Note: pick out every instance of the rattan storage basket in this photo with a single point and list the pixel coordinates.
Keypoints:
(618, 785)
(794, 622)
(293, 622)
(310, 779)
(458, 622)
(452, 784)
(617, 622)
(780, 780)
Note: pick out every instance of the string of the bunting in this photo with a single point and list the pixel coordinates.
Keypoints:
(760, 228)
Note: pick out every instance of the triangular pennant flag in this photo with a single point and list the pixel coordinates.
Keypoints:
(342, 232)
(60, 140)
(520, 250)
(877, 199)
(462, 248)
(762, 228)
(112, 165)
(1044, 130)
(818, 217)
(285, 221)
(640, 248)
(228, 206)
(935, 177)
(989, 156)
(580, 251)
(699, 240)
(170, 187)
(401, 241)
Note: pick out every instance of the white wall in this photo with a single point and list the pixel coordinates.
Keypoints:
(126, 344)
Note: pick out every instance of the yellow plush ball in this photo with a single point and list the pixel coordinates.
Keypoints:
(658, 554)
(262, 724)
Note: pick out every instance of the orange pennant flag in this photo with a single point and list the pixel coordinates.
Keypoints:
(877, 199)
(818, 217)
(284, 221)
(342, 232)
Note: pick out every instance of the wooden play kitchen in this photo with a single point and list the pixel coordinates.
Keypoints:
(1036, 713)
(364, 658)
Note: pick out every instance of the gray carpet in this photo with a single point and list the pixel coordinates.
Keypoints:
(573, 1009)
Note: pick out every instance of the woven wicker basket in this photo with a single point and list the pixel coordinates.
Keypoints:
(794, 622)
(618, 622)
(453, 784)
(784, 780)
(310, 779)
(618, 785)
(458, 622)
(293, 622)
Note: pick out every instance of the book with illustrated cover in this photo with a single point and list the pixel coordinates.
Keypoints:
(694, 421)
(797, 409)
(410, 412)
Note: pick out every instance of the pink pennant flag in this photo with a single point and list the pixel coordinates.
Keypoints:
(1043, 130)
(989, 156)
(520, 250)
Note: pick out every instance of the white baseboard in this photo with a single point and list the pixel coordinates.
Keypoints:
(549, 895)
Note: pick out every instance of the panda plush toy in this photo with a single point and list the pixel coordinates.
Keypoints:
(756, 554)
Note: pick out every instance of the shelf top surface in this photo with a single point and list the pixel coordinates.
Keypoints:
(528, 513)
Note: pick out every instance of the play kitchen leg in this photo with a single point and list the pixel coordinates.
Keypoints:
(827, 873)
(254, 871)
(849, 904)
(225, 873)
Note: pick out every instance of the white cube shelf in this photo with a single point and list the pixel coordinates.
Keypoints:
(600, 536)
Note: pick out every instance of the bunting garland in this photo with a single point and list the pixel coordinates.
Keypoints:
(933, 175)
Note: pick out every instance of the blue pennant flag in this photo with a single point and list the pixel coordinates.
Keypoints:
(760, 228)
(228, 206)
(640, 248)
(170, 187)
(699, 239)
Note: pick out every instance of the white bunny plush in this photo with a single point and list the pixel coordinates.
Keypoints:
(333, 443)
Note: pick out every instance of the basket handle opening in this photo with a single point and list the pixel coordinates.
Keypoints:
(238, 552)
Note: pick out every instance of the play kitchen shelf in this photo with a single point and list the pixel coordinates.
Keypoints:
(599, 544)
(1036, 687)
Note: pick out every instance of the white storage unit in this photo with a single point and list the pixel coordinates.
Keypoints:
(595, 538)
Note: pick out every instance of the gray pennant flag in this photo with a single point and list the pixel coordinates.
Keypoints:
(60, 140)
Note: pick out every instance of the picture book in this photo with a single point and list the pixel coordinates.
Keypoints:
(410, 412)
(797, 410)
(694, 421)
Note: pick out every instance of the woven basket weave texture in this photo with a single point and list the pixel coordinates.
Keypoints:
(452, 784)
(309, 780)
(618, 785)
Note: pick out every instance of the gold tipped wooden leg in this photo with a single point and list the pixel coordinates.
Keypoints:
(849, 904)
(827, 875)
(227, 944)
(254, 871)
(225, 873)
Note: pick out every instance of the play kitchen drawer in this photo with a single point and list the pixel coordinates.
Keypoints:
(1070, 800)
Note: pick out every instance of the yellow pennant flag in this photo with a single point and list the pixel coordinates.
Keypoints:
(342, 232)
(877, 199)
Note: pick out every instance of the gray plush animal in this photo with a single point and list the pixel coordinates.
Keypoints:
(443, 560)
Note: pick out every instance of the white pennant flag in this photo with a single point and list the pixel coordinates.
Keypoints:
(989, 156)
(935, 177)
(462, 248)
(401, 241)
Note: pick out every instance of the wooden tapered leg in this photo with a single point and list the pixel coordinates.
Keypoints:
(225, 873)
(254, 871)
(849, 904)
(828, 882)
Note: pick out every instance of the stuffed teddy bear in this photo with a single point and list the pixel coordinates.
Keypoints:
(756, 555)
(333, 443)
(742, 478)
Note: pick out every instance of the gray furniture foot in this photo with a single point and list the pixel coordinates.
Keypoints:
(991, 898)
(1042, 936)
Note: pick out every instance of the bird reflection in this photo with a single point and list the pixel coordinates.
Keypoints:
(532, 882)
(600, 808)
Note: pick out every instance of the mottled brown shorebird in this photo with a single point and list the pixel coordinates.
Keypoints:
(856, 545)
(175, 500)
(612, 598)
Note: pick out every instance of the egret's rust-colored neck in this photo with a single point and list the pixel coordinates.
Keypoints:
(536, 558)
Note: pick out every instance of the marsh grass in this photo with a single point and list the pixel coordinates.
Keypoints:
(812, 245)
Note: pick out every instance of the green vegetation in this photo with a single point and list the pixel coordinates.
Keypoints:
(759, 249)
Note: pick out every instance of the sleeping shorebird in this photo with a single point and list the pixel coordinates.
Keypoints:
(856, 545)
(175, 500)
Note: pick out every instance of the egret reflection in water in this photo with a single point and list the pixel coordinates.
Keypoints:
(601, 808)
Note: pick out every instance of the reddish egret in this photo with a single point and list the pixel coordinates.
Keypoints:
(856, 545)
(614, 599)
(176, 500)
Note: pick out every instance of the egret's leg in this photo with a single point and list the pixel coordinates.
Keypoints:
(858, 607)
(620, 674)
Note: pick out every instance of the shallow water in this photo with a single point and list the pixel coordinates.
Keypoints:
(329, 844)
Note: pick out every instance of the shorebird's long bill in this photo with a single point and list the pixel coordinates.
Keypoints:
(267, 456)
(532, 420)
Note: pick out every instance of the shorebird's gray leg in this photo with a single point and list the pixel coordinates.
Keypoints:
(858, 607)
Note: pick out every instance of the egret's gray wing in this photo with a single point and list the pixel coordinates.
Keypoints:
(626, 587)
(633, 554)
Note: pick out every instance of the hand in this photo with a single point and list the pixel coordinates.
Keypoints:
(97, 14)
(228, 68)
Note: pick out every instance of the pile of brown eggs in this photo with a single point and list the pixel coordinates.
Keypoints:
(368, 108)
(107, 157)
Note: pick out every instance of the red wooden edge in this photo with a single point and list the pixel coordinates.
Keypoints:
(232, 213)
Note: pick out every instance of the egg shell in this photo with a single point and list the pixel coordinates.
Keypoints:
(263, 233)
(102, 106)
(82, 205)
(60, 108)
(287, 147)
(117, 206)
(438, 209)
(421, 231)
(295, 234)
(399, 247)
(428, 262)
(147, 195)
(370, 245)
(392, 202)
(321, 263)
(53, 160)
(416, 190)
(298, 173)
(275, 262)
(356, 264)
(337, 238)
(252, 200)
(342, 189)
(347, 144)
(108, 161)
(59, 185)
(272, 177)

+ + + + + + +

The entries above should be repeated exactly, every one of them.

Note: pick out every instance of the rattan storage basket in this photo with a single point and list the pixel coordinates.
Keypoints:
(618, 785)
(794, 622)
(293, 622)
(310, 779)
(458, 622)
(452, 784)
(617, 622)
(780, 780)
Note: pick out every instance of the string of the bunting in this photo with a single point and list the pixel coordinates.
Keypoints:
(760, 228)
Note: pick out every instance of the triangular pennant flag in this photo with a single point and list the pixel coordinates.
Keypoints:
(342, 232)
(60, 140)
(520, 250)
(877, 199)
(462, 248)
(762, 228)
(112, 165)
(1044, 130)
(818, 217)
(285, 221)
(640, 248)
(228, 206)
(935, 177)
(989, 156)
(580, 251)
(699, 240)
(170, 187)
(401, 241)
Note: pick out every instance of the white wall in this photo with a single point and list the pixel coordinates.
Keypoints:
(126, 344)
Note: pick out every instance of the yellow plush ball in this photo with a single point and list the pixel coordinates.
Keypoints:
(658, 554)
(262, 724)
Note: pick out every instance of the orange pennant flag in this photo with a single point and list the pixel coordinates.
Keypoints:
(877, 199)
(818, 217)
(284, 221)
(342, 232)
Note: pick out every instance of the wooden play kitchen in this photo with a single point and list the pixel coordinates.
Keypoints:
(1036, 713)
(364, 658)
Note: pick out every instance of the gray carpet in this photo with a single point and list the pixel coordinates.
Keypoints:
(573, 1009)
Note: pick out every instance of the woven wicker basket in this photo with a single point and list the pixel coordinates.
Keypoints:
(794, 622)
(618, 622)
(453, 784)
(784, 780)
(310, 779)
(618, 785)
(458, 622)
(293, 622)
Note: pick out every instance of the book with illustrated cover in this photo with a single point and list the pixel coordinates.
Keypoints:
(694, 421)
(797, 409)
(410, 412)
Note: pick out every instance of the pink pennant flag in this photo with a single point and list the pixel coordinates.
Keypoints:
(1043, 130)
(989, 156)
(520, 250)
Note: pick out every instance of the white baseboard in this photo with a single point and list the pixel coordinates.
Keypoints:
(549, 895)
Note: pick out every instance of the panda plush toy in this photo with a single point and list the pixel coordinates.
Keypoints:
(756, 554)
Note: pick out every instance of the shelf top surface in this photo with a single point and list the pixel coordinates.
Keypoints:
(528, 513)
Note: pick out every instance of the play kitchen leg in this photo with a single point and list the pixel coordinates.
Keypoints:
(827, 873)
(254, 871)
(849, 904)
(225, 873)
Note: pick out every instance of the white cube shelf in this photo with a single point and list the pixel coordinates.
Keypoints:
(600, 536)
Note: pick out every instance of the bunting garland in this photo with a single point and list the pixel coordinates.
Keypoints:
(933, 175)
Note: pick out every instance of the blue pennant flag in this photo with a single point and list the pixel coordinates.
Keypoints:
(760, 228)
(228, 206)
(640, 248)
(170, 187)
(699, 239)
Note: pick out every instance of the white bunny plush in this photo with a single point and list the pixel coordinates.
Keypoints:
(333, 443)
Note: pick out every instance of the basket handle opening in this photo with a single point and list the pixel coordinates.
Keypoints:
(238, 552)
Note: pick out every instance of the play kitchen shelf in this photo with a single point and list the pixel coordinates.
Keypoints:
(599, 544)
(1036, 687)
Note: pick out every instance of the white storage unit in this photo with a single point and list the pixel coordinates.
Keypoints:
(595, 538)
Note: pick out every instance of the gray pennant flag in this photo with a single point and list the pixel coordinates.
Keypoints:
(60, 140)
Note: pick out every instance of the picture book in this photo with a single point and list the pixel coordinates.
Keypoints:
(410, 412)
(797, 410)
(694, 421)
Note: pick out every instance of the woven basket weave texture in this photo with a single point and list the pixel coordinates.
Keypoints:
(452, 784)
(309, 780)
(618, 785)
Note: pick out every instance of the gold tipped wooden leg in this photo with a single point and list the pixel coordinates.
Keypoints:
(849, 904)
(827, 875)
(227, 944)
(254, 871)
(225, 873)
Note: pick out every instance of the play kitchen drawer in this photo with a single point and list the pixel coordinates.
Keypoints:
(1070, 800)
Note: pick out every instance of the yellow pennant flag in this photo with a single point and list the pixel coordinates.
Keypoints:
(342, 232)
(877, 199)
Note: pick out every instance of the gray plush animal in this photo with a single point and list the pixel coordinates.
Keypoints:
(443, 560)
Note: pick out every instance of the white pennant flag in this photo with a single point and list the pixel coordinates.
Keypoints:
(989, 156)
(935, 177)
(462, 248)
(401, 241)
Note: pick out every instance of the wooden tapered leg in this photo with a single point and list the pixel coordinates.
Keypoints:
(225, 873)
(254, 871)
(849, 904)
(828, 882)
Note: pick out every instance of the stuffed teddy bear in this photo with a single point and list the pixel coordinates.
Keypoints:
(756, 555)
(333, 443)
(742, 478)
Note: pick out every instance of the gray furniture foot in this photo with a single point and list the pixel coordinates.
Keypoints:
(991, 898)
(1042, 936)
Note: pick out every instance of the bird reflection in this photo with a single point and list the pixel coordinates.
Keypoints:
(532, 882)
(600, 808)
Note: pick out every instance of the mottled brown shorebird in this photo with a single point and list the pixel coordinates.
Keypoints:
(856, 545)
(175, 500)
(612, 598)
Note: pick out every instance of the egret's rust-colored neck in this photo with a single point and list the pixel coordinates.
Keypoints:
(536, 558)
Note: pick out every instance of the marsh grass in this photo with a single point and list the pixel coordinates.
Keypoints:
(812, 245)
Note: pick out every instance of the green vegetation in this photo with a single point and list the pixel coordinates.
Keypoints:
(759, 249)
Note: pick out every instance of the sleeping shorebird in this photo with a single point and list the pixel coordinates.
Keypoints:
(856, 545)
(175, 500)
Note: pick out every instance of the egret reflection in water in this photo with a single point and list the pixel coordinates.
Keypoints:
(601, 808)
Note: pick out every instance of the reddish egret in this photo with a single point and list the pixel coordinates.
Keypoints:
(856, 545)
(614, 599)
(176, 500)
Note: pick out every instance of the egret's leg in this photo with a single point and list the pixel coordinates.
Keypoints:
(858, 607)
(620, 674)
Note: pick out every instance of the shallow water in this photo with a single point and list the pixel coordinates.
Keypoints:
(329, 844)
Note: pick out every instance of the shorebird's long bill in this photo with a single point and list the pixel coordinates.
Keypoints:
(267, 456)
(532, 420)
Note: pick out every instance of the shorebird's gray leg in this photo with a single point and list the pixel coordinates.
Keypoints:
(858, 607)
Note: pick out every instance of the egret's gray wing in this photo with a single point and list the pixel coordinates.
Keypoints:
(626, 587)
(633, 554)
Note: pick out every instance of the hand in this photo with a single point and list the pixel coordinates.
Keypoints:
(97, 14)
(228, 68)
Note: pick out every instance of the pile of brown eggs in this photo with a single point and list the pixel coordinates.
Keypoints:
(368, 108)
(107, 157)
Note: pick out every instance of the red wooden edge in this photo with a single point and list the pixel coordinates.
Keypoints:
(232, 213)
Note: pick out every instance of the egg shell in this photo with a single point and list the pixel coordinates.
Keypoints:
(263, 233)
(102, 106)
(82, 205)
(60, 108)
(287, 147)
(117, 206)
(438, 209)
(421, 231)
(295, 234)
(399, 247)
(428, 262)
(147, 195)
(370, 245)
(392, 202)
(321, 263)
(53, 160)
(416, 190)
(298, 173)
(275, 262)
(356, 264)
(337, 238)
(252, 200)
(342, 189)
(347, 144)
(108, 161)
(59, 185)
(272, 177)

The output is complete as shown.